João Bosco Leal
Em meados da década de 60,
menos de 50 anos atrás, costumava passar as férias escolares em uma propriedade
rural, onde sequer a energia elétrica existia. As geladeiras, para os que na
época possuíam esse conforto no meio rural, assim como os lampiões para iluminação,
funcionavam a querosene ou, quando já mais modernas, a gás.
As parteiras ainda eram muito
comuns em toda a região e raramente uma mulher era levada para que seu parto
fosse realizado em um hospital. Doenças mais comuns e até pessoas picadas por
cobras, muitas vezes eram tratadas por benzedores, trazidos de distâncias até
maiores de onde existiria um médico, tamanha era a fé de muitos em sua
capacidade de cura.
Crianças nuas e descalças
brincavam no quintal de terra das casas puxando um barbante que na outra
extremidade transpassava uma lata de massa de tomate vazia que rolava, como se
fosse um carrinho, ou correndo com um velho cabo de vassoura entre as pernas,
seguro em uma das pontas por dois fios de barbante imitando rédeas, como se
montado em um cavalo e as espigas de milho retiradas do pé ainda pequenas, na
fase em que na ponta possuem uns fiapos, como fios de cabelo, eram as bonecas.
Ao seu lado, galinhas e porcos
soltos cruzavam o esgoto que corria a céu aberto, buscando restos de comida e
eram tocados pelos cães quando tentavam roubar alimentos depositados nas
varandas das casas onde, em um gancho feito com a canela seca de um veado,
também estava pendurado todo o equipamento de montaria dos trabalhadores, que
raramente possuíam uma geladeira ou sequer um lampião a gás, utilizavam
lamparinas a querosene e mantinham a carne salgada, o charque, ou frita e
armazenada em pedaços, imersa em banha suína, em latas de 20 litros fabricadas
especificamente para esse fim.
Todas essas cenas eram muito
comuns no interior do Estado de São Paulo, o mais desenvolvido do país,
possibilitando imaginarmos como seria a vida nas regiões mais distantes, menos
desenvolvidas. Mesmo assim, muitas pessoas com mais de 30, 40 anos, que nunca
haviam ido a um consultório médico ou odontológico e haviam sido criadas em
condições de higiene ainda piores daquelas vividas por seus filhos, possuíam a
dentição perfeita, com lindos sorrisos, sem nunca ter tido uma só cárie ou
qualquer outro tipo de doença.
Atualmente as crianças são
superprotegidas, passam o dia diante da televisão ou de jogos eletrônicos, e
mesmo os que praticam algum tipo de esporte se exercitam muito menos que seus
antepassados. Como não andam descalças e possuem raríssimos contatos com a
natureza ou animais domésticos, como tiveram seus pais e avós, elas não são
expostas a vírus e bactérias comuns no meio ambiente, dificultando a criação
natural de diversos anticorpos em seu organismo.
A agressão física que sofremos
pelo uso das novas tecnologias, necessárias para a produção de alimentos
suficientes para alimentar os bilhões de pessoas que hoje habitam nosso
planeta, está nos tornando seres muito mais frágeis, suscetíveis a diversas doenças
causadas principalmente pelos novos tipos de alimentação e a inatividade
física.

■ Trechos das entradas

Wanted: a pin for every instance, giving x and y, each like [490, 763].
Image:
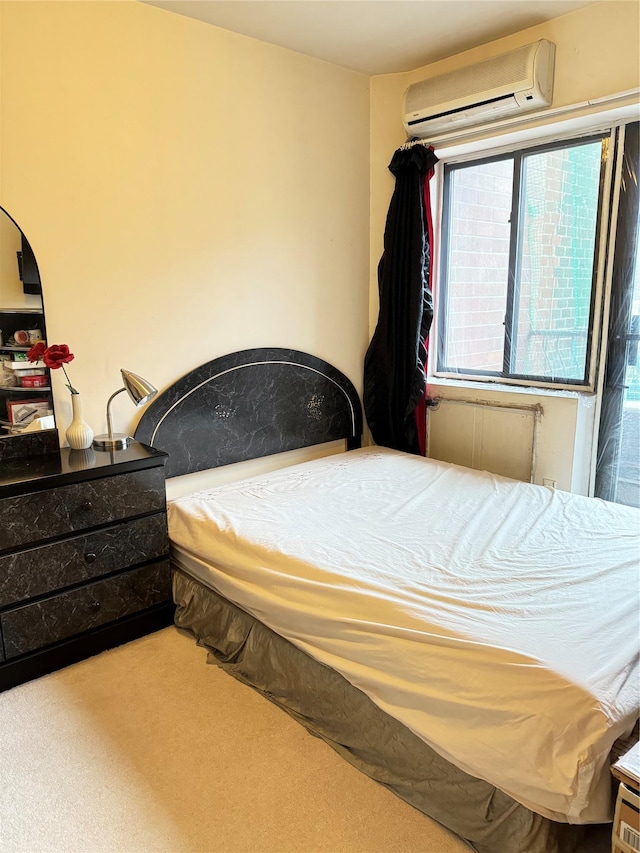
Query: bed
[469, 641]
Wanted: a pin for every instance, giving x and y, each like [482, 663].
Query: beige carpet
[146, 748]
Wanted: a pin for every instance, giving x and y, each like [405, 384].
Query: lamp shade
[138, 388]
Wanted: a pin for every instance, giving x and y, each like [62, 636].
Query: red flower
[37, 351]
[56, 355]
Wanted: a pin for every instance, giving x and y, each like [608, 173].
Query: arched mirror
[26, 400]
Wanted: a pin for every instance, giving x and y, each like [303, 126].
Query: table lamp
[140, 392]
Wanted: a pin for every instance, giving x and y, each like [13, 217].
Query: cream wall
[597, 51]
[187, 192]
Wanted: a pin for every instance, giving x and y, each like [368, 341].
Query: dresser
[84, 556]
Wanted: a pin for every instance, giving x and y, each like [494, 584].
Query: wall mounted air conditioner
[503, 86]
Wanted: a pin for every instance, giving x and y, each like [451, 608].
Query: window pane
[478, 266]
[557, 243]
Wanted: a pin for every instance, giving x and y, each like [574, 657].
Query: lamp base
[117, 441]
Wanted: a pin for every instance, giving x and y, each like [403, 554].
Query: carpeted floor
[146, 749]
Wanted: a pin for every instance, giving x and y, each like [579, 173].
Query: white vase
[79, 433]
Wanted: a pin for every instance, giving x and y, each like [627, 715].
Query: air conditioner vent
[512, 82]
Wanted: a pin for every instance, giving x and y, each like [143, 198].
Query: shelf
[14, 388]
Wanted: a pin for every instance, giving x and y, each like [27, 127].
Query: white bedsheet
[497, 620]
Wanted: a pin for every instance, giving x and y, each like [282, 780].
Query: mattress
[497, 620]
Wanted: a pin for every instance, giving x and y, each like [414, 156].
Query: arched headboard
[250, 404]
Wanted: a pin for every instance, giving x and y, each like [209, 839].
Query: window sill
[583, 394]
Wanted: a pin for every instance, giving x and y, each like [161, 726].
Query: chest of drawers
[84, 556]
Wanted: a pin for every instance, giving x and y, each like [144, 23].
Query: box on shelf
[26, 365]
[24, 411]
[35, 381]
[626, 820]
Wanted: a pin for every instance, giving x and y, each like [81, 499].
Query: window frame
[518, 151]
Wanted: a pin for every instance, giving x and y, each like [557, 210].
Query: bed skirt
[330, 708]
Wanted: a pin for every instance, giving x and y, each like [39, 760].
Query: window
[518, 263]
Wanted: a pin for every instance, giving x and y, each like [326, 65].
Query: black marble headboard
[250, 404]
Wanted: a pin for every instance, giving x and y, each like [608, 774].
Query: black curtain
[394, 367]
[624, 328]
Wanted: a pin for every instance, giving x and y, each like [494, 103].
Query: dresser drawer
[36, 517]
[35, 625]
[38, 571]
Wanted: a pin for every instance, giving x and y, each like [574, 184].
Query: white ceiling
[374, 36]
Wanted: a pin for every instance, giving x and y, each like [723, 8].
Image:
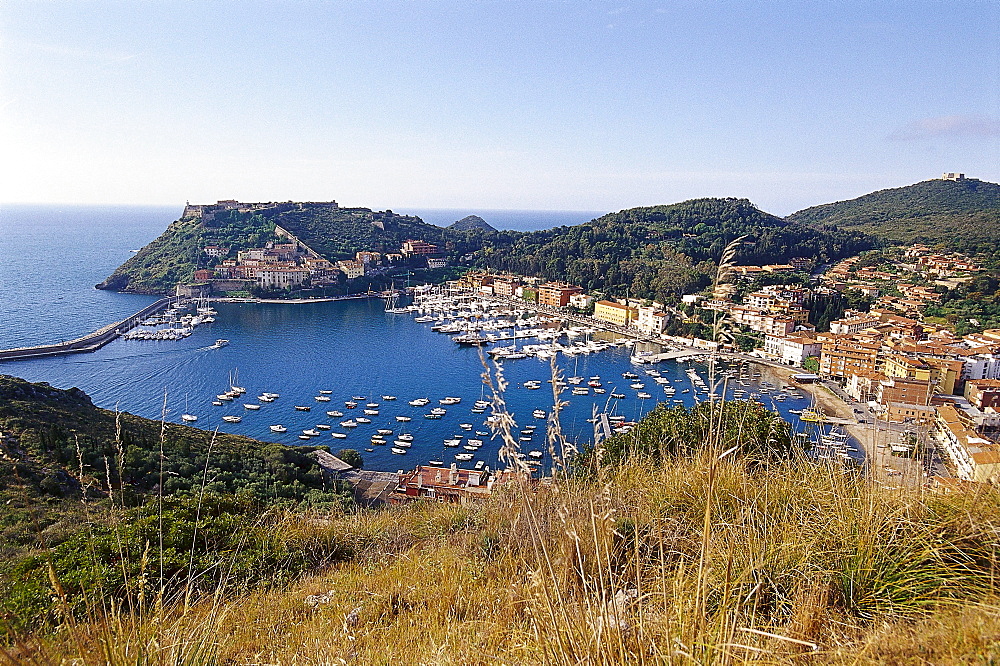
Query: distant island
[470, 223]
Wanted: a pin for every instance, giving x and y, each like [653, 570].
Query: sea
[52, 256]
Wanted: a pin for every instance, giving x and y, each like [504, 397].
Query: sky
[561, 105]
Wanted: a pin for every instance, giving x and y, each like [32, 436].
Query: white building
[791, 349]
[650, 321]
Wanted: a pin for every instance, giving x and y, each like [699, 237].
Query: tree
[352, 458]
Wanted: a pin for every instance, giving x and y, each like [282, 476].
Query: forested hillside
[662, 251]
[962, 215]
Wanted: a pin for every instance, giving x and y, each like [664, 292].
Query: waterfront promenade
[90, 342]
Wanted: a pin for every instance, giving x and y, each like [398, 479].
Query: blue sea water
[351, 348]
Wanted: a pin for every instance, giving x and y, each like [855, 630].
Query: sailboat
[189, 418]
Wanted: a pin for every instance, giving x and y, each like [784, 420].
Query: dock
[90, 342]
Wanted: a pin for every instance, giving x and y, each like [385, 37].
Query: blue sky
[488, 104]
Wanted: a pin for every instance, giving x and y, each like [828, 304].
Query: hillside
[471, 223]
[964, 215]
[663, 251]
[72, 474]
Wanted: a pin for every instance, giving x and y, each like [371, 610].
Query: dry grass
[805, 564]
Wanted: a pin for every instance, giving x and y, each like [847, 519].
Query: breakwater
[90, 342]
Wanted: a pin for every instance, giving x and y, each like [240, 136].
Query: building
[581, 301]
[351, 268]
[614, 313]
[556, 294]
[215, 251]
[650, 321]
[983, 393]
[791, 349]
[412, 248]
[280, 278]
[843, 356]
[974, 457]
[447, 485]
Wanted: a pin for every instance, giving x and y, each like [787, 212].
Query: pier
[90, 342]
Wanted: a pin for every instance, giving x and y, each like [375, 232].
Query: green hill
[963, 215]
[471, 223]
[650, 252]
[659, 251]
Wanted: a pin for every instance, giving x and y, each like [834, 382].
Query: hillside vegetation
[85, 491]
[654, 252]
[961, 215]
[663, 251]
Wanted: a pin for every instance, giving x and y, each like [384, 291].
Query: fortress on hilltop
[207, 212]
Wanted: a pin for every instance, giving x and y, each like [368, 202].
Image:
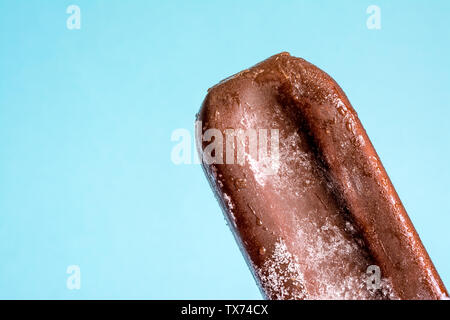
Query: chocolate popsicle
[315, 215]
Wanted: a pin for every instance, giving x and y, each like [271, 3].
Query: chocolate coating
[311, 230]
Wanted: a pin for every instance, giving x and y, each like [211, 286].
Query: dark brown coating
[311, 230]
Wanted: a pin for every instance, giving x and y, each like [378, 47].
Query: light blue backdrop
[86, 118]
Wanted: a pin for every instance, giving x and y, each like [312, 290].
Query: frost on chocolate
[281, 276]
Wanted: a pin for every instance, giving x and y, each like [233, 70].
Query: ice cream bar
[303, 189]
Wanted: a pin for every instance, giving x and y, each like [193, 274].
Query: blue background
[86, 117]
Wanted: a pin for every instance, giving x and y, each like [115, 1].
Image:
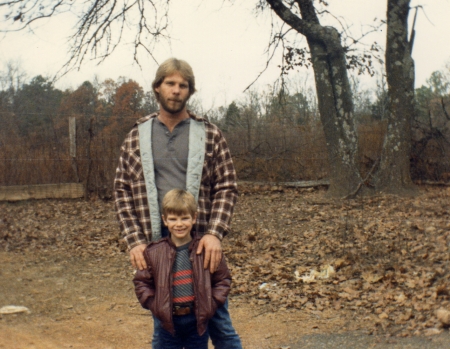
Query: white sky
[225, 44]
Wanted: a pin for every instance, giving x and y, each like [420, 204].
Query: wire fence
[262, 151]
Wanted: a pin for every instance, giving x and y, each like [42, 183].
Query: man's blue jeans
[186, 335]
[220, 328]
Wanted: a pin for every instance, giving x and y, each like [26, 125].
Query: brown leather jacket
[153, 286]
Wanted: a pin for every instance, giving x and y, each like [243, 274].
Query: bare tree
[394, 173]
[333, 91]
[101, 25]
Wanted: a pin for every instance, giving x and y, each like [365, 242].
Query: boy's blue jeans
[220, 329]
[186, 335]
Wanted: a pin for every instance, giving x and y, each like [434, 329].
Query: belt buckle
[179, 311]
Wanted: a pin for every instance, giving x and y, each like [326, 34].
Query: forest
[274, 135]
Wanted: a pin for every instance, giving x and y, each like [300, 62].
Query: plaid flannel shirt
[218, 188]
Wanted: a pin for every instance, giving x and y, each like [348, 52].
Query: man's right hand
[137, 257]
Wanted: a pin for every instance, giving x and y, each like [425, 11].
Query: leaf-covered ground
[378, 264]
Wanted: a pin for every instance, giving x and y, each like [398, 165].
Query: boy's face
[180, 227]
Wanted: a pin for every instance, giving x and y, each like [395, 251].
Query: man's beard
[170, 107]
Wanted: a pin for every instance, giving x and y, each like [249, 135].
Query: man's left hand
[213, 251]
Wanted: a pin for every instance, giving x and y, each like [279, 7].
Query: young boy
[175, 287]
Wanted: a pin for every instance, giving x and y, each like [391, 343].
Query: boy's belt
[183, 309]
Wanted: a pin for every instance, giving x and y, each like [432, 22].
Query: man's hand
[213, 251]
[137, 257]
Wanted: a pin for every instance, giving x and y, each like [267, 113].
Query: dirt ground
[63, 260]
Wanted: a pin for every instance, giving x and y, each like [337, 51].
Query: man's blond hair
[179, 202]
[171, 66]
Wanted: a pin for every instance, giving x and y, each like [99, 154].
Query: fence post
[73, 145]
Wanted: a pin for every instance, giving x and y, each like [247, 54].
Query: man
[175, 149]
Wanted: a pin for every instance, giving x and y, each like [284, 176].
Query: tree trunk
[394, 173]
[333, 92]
==
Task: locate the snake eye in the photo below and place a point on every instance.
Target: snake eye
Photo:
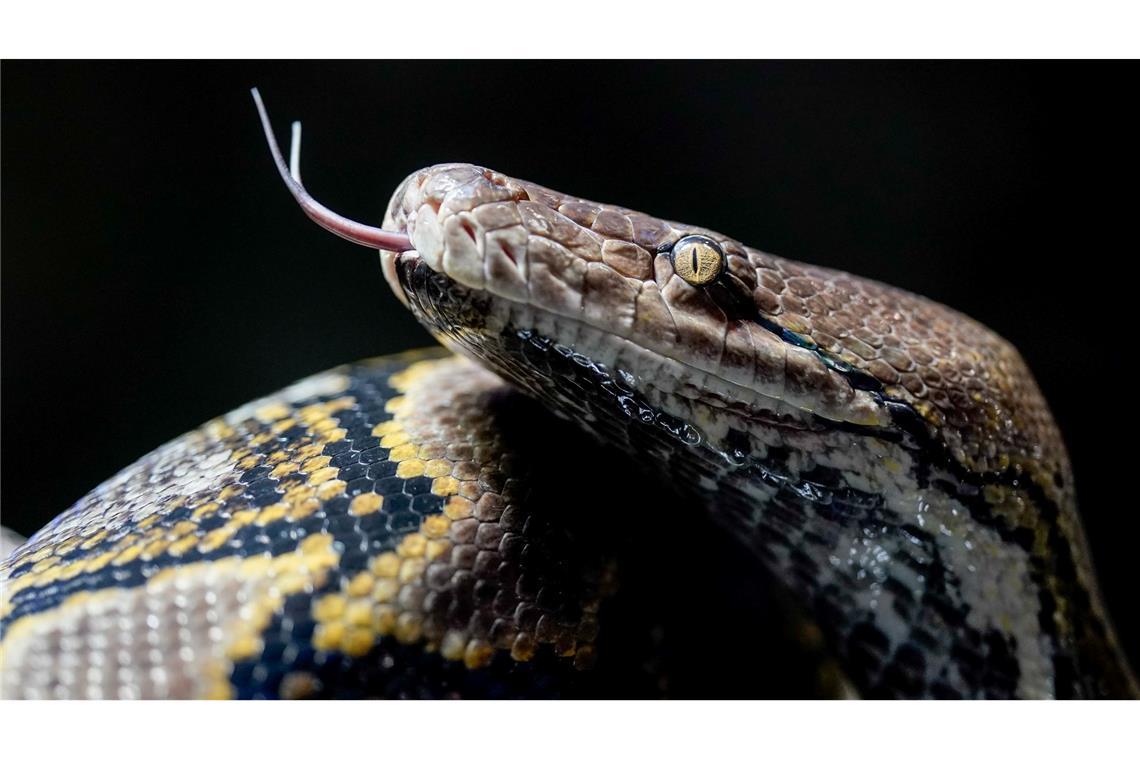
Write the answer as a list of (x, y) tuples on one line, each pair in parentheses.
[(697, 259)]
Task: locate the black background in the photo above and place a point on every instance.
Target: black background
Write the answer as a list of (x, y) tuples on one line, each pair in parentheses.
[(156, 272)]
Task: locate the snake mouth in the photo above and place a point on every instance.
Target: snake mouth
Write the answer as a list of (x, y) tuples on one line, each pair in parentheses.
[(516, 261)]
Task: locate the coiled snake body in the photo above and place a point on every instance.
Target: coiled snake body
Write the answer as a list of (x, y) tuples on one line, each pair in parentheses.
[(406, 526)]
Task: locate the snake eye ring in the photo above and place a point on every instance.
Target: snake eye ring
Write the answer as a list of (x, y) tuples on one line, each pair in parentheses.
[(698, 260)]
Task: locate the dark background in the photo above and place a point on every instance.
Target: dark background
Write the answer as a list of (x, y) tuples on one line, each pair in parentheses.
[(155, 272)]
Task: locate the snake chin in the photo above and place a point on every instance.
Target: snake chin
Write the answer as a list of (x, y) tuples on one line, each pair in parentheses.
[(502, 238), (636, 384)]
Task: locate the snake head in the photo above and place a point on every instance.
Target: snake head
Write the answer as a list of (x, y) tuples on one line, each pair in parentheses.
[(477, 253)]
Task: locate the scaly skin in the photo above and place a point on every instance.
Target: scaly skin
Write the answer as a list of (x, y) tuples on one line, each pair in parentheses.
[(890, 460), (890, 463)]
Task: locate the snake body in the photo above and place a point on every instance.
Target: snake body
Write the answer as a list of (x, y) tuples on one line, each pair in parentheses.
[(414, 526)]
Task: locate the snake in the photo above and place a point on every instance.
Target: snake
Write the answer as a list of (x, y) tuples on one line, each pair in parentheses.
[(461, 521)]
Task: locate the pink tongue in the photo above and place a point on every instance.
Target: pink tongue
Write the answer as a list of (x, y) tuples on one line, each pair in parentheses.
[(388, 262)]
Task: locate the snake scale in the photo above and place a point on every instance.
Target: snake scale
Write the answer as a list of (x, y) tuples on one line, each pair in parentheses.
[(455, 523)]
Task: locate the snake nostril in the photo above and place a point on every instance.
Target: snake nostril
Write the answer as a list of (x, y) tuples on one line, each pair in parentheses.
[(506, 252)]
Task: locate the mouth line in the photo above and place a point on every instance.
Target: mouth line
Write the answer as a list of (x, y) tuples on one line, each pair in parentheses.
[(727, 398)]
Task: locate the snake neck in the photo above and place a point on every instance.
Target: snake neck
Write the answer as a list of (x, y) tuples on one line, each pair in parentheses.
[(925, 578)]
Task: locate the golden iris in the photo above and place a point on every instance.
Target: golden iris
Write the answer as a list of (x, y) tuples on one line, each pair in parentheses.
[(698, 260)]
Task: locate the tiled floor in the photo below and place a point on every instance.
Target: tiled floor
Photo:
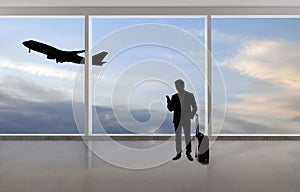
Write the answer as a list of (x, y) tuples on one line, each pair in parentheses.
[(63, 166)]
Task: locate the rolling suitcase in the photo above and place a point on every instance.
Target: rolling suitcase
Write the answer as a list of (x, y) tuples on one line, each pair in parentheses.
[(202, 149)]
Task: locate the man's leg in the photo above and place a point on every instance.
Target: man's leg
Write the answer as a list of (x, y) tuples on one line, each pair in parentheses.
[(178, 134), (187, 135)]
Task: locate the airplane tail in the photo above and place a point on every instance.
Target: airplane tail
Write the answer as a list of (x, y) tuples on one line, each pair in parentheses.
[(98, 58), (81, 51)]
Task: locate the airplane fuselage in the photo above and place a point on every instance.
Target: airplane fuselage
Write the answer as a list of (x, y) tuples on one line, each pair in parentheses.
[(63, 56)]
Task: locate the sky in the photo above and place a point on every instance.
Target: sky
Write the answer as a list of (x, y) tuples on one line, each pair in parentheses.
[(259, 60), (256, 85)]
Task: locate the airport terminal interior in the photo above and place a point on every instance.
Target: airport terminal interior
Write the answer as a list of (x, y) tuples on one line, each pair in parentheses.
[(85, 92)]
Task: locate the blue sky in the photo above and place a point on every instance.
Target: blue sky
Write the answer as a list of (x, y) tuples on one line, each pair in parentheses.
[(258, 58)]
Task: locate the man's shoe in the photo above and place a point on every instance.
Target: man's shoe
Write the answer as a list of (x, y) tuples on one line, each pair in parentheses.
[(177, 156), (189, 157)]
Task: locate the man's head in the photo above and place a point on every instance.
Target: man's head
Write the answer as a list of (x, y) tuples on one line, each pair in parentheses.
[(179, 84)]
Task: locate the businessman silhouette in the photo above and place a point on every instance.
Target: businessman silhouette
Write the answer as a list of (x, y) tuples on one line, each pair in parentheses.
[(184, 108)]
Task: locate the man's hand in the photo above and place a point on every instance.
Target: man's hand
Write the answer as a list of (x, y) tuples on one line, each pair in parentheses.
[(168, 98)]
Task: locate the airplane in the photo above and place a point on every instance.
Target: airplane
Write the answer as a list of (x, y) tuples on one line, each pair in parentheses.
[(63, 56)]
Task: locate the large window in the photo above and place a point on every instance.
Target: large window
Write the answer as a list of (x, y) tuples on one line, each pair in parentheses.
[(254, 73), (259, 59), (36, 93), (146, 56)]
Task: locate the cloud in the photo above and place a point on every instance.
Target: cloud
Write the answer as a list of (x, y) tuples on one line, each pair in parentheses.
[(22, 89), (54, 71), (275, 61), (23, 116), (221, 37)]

■ Problema proposto
Por favor, reescreva em forma de lista o parágrafo do texto que começa com "As parteiras ainda eram muito", mantendo seus fatos principais. As entradas não têm relação com o texto.

■ Solução da tarefa
- As parteiras ainda eram muito comuns em toda a região.
- Raramente uma mulher era levada a um hospital para o parto.
- Doenças mais comuns e até picadas de cobra muitas vezes eram tratadas por benzedores.
- Os benzedores eram trazidos de distâncias até maiores do que aquelas onde haveria um médico, tamanha era a fé de muitos em sua capacidade de cura.